**HOW TO COMPLETE THIS TASK:**
Write out the records that appear below, verbatim and complete, but without pictures.

Segment Start: EXTRACTED ENTRIES

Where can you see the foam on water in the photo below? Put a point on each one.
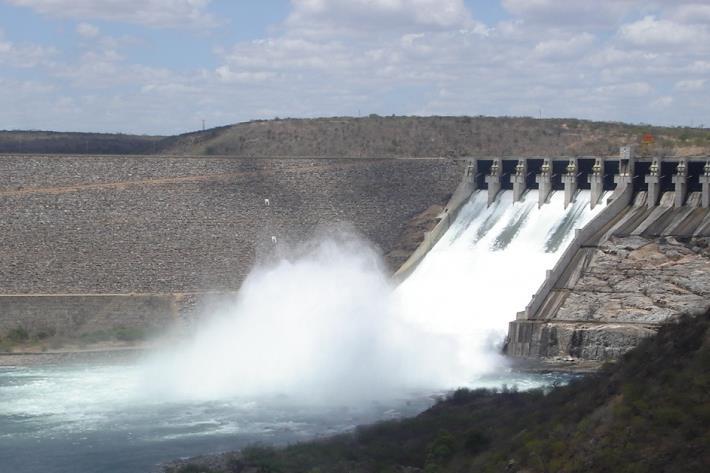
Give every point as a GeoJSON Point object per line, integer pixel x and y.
{"type": "Point", "coordinates": [314, 344]}
{"type": "Point", "coordinates": [486, 268]}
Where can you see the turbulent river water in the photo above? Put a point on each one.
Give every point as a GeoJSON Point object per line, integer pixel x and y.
{"type": "Point", "coordinates": [313, 345]}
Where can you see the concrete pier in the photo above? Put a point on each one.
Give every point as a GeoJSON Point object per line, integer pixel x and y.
{"type": "Point", "coordinates": [569, 179]}
{"type": "Point", "coordinates": [680, 179]}
{"type": "Point", "coordinates": [519, 180]}
{"type": "Point", "coordinates": [653, 179]}
{"type": "Point", "coordinates": [470, 174]}
{"type": "Point", "coordinates": [493, 179]}
{"type": "Point", "coordinates": [544, 181]}
{"type": "Point", "coordinates": [705, 181]}
{"type": "Point", "coordinates": [596, 181]}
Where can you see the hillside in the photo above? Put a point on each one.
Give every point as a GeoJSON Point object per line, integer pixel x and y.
{"type": "Point", "coordinates": [376, 136]}
{"type": "Point", "coordinates": [50, 142]}
{"type": "Point", "coordinates": [432, 136]}
{"type": "Point", "coordinates": [648, 413]}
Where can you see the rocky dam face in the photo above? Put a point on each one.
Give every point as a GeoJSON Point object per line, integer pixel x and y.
{"type": "Point", "coordinates": [96, 243]}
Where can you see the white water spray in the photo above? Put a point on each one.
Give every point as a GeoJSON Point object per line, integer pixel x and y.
{"type": "Point", "coordinates": [329, 326]}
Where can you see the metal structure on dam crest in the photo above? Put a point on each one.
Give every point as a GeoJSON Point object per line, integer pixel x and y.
{"type": "Point", "coordinates": [650, 197]}
{"type": "Point", "coordinates": [681, 175]}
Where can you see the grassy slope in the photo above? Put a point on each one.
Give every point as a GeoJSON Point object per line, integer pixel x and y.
{"type": "Point", "coordinates": [432, 136]}
{"type": "Point", "coordinates": [376, 136]}
{"type": "Point", "coordinates": [648, 413]}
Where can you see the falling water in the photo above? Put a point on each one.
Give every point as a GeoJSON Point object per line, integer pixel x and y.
{"type": "Point", "coordinates": [314, 344]}
{"type": "Point", "coordinates": [487, 266]}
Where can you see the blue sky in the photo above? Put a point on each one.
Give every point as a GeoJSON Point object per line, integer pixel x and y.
{"type": "Point", "coordinates": [161, 66]}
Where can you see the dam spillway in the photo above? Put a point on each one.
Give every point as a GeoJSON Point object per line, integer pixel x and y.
{"type": "Point", "coordinates": [599, 297]}
{"type": "Point", "coordinates": [488, 263]}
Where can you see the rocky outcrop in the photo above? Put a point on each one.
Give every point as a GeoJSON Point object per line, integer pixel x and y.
{"type": "Point", "coordinates": [618, 293]}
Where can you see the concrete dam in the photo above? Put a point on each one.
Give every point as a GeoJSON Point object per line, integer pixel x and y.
{"type": "Point", "coordinates": [625, 247]}
{"type": "Point", "coordinates": [97, 243]}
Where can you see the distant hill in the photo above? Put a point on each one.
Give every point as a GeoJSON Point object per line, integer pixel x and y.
{"type": "Point", "coordinates": [376, 136]}
{"type": "Point", "coordinates": [51, 142]}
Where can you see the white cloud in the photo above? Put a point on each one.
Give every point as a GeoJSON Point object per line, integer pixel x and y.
{"type": "Point", "coordinates": [564, 48]}
{"type": "Point", "coordinates": [333, 57]}
{"type": "Point", "coordinates": [650, 31]}
{"type": "Point", "coordinates": [694, 13]}
{"type": "Point", "coordinates": [353, 15]}
{"type": "Point", "coordinates": [570, 12]}
{"type": "Point", "coordinates": [24, 55]}
{"type": "Point", "coordinates": [87, 30]}
{"type": "Point", "coordinates": [154, 13]}
{"type": "Point", "coordinates": [690, 85]}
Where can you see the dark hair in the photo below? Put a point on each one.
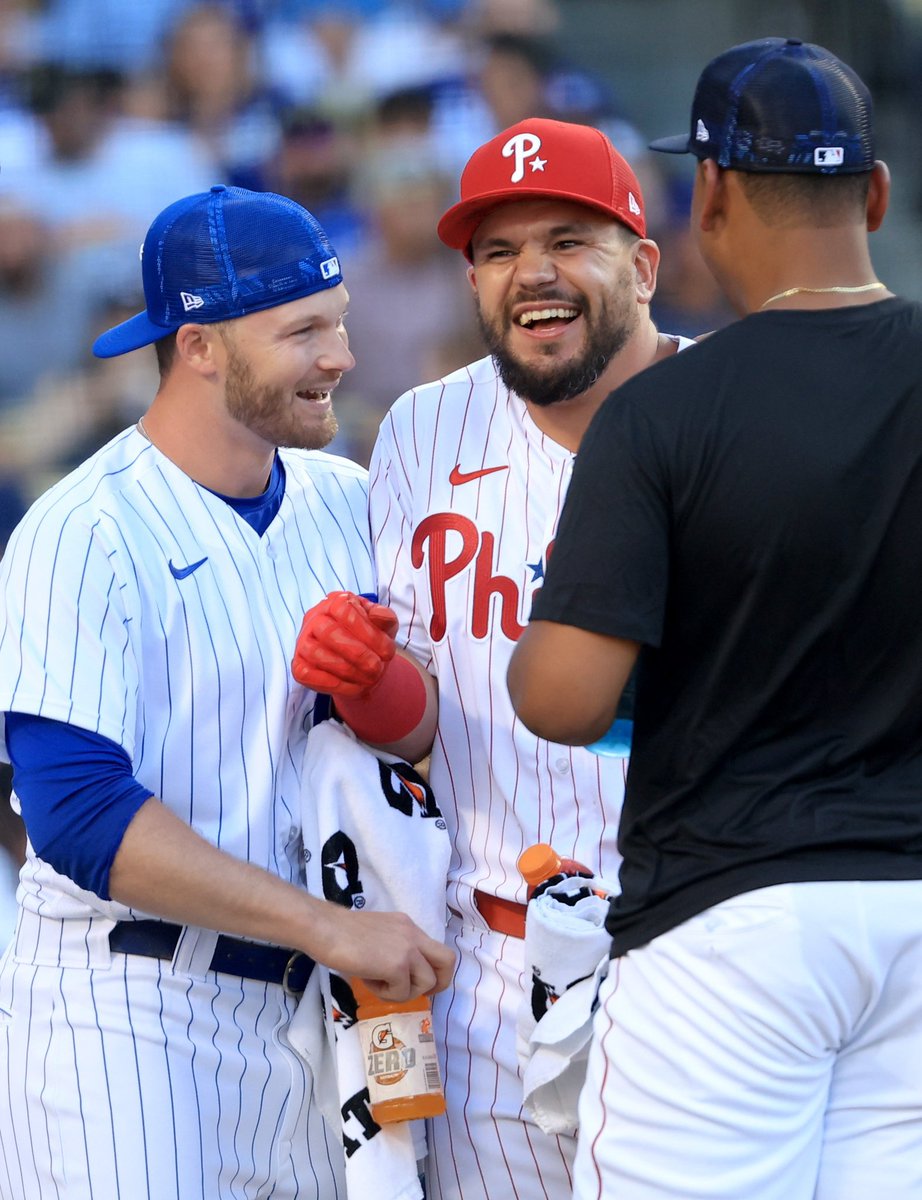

Segment End: EXTRACTED ENTRIES

**RESPONSE TO THE EXERCISE:**
Where can you see the foam on water in the photo below? Put a point on each one.
Give every point as a GeoJSON Point object per line, integer pixel x and y.
{"type": "Point", "coordinates": [314, 344]}
{"type": "Point", "coordinates": [486, 268]}
Where can you see the turbulent river water in the photo above? Put a point on each one.
Give every point as a GeoJSON Point object per line, integer pixel x and y.
{"type": "Point", "coordinates": [313, 345]}
Where can you see the concrete pier in the photo above? Put a point on each one.
Give every point as a GeoJSON Point object per line, integer pixel x and y.
{"type": "Point", "coordinates": [569, 179]}
{"type": "Point", "coordinates": [680, 179]}
{"type": "Point", "coordinates": [519, 180]}
{"type": "Point", "coordinates": [653, 179]}
{"type": "Point", "coordinates": [470, 174]}
{"type": "Point", "coordinates": [493, 179]}
{"type": "Point", "coordinates": [544, 181]}
{"type": "Point", "coordinates": [705, 181]}
{"type": "Point", "coordinates": [596, 181]}
Where can you see the hillside in the photo above? Put a point on each one.
Give every point as a GeoJSON Point object per line, integer pixel x and y.
{"type": "Point", "coordinates": [376, 136]}
{"type": "Point", "coordinates": [50, 142]}
{"type": "Point", "coordinates": [432, 136]}
{"type": "Point", "coordinates": [648, 413]}
Where can you see the rocky dam face in the photo above? Put a point on each one.
Give every point as a GeoJSON Point object per line, integer pixel x and y.
{"type": "Point", "coordinates": [96, 243]}
Where can you see the white water spray in the photo above? Put a point on each one.
Give every point as a GeoJSON Point object per line, integer pixel x and y.
{"type": "Point", "coordinates": [329, 326]}
Where can you see the metal structure on dam crest in the photo above? Put a point on each one.
Give every point as a GeoJSON Point object per line, integer pixel x and y.
{"type": "Point", "coordinates": [650, 197]}
{"type": "Point", "coordinates": [681, 175]}
Where can you see the grassy slope in the photo above? Put a point on each one.
Give every point as a GeoJSON Point object per line, integer pixel x and y.
{"type": "Point", "coordinates": [432, 136]}
{"type": "Point", "coordinates": [376, 136]}
{"type": "Point", "coordinates": [648, 413]}
Where can you see the falling water in the photo above? Put a point on each one.
Give every point as a GeoJSON Point object per line, integer pixel x and y.
{"type": "Point", "coordinates": [314, 344]}
{"type": "Point", "coordinates": [487, 266]}
Where can you see the blue sky in the photo above? Put a point on each one.
Give every point as a GeoJSON Point object per line, integer pixel x and y.
{"type": "Point", "coordinates": [161, 66]}
Where can you see the dam spillway in the photo above? Put a point on each one.
Give every point as a GeoJSON Point object per line, integer pixel x and y.
{"type": "Point", "coordinates": [599, 297]}
{"type": "Point", "coordinates": [488, 263]}
Where can you see the rocky outcrop in the photo above? Put a point on each one.
Give every point as a GeoJSON Point object per line, integer pixel x and y.
{"type": "Point", "coordinates": [618, 293]}
Where can you see the concrete dam in the photo above? Put a point on each one.
Give every point as a GeoJSON Point object per line, integer pixel x and y.
{"type": "Point", "coordinates": [625, 247]}
{"type": "Point", "coordinates": [97, 243]}
Where can you see the distant hill in the photo above? Put a point on each one.
Give every point as a GeoJSON Point object per line, integer pixel x and y.
{"type": "Point", "coordinates": [376, 136]}
{"type": "Point", "coordinates": [51, 142]}
Where can you see the white cloud in the photo above? Put a point on each one.
Give every point as a GeoJSON Point object per line, integer pixel x and y.
{"type": "Point", "coordinates": [564, 48]}
{"type": "Point", "coordinates": [333, 57]}
{"type": "Point", "coordinates": [650, 31]}
{"type": "Point", "coordinates": [694, 13]}
{"type": "Point", "coordinates": [353, 15]}
{"type": "Point", "coordinates": [570, 12]}
{"type": "Point", "coordinates": [24, 55]}
{"type": "Point", "coordinates": [87, 30]}
{"type": "Point", "coordinates": [154, 13]}
{"type": "Point", "coordinates": [690, 85]}
Where can you see the dark hair in the photo below? Put a point on each one.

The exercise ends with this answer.